* _Directions_
The answer must be an exact reproduction of the lines from the start of the records below through the line containing "Target: bridge railing", and nothing more.

──────── Recorded information

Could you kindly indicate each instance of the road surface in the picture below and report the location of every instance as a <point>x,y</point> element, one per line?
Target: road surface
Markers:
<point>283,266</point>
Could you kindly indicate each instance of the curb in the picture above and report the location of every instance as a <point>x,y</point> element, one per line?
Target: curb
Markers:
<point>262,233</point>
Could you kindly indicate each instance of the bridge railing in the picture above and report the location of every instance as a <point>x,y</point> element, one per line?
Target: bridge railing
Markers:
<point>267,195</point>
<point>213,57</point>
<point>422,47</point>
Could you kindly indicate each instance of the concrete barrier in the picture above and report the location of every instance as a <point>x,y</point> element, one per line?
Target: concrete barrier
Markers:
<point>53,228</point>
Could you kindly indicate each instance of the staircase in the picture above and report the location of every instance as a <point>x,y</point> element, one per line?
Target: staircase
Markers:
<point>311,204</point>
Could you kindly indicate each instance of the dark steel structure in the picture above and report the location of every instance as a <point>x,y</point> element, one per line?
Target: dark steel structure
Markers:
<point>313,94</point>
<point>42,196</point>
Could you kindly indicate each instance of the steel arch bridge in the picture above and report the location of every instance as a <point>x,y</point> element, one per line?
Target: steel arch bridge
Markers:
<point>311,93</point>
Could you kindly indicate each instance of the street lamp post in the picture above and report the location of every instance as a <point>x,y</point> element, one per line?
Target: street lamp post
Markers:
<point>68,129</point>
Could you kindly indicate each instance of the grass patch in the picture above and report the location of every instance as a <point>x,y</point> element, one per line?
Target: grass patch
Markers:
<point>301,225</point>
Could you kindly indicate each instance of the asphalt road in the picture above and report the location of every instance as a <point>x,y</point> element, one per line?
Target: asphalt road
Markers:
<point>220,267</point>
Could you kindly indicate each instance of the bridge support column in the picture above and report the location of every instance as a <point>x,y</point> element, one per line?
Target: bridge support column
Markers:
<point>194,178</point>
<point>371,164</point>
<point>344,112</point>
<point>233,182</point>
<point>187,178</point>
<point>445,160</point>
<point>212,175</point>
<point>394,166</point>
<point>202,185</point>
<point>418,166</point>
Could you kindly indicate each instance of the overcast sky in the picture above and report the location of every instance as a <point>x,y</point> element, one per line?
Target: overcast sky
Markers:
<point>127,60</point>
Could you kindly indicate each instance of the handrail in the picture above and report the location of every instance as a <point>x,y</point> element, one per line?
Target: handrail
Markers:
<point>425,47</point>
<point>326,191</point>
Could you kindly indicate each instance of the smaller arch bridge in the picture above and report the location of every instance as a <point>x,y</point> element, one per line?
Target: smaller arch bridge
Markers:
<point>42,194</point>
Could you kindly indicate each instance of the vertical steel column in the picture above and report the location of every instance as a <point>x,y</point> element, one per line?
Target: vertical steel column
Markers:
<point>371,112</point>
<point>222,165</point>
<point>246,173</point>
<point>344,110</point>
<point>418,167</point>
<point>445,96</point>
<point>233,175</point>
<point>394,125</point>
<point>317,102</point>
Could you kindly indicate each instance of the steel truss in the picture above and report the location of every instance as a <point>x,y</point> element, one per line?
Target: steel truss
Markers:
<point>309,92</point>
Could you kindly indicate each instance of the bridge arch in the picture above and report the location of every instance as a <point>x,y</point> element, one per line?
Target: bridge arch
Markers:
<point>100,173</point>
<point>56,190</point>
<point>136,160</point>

────────────────

* _Problem solution_
Could you kindly indicate each instance of the road surface in the picture below and report the location of every instance as a <point>x,y</point> element, one per line?
Target: road surface
Markers:
<point>283,266</point>
Could you kindly indicate each instance of the curb in the picture above and report the location of every instance as a <point>x,y</point> element, one per line?
Target: curb
Markers:
<point>262,233</point>
Could you kindly indicate each instance of the bridge railing in the picture above and report the location of every instance as a <point>x,y</point> element, one per line?
Target: bridge railing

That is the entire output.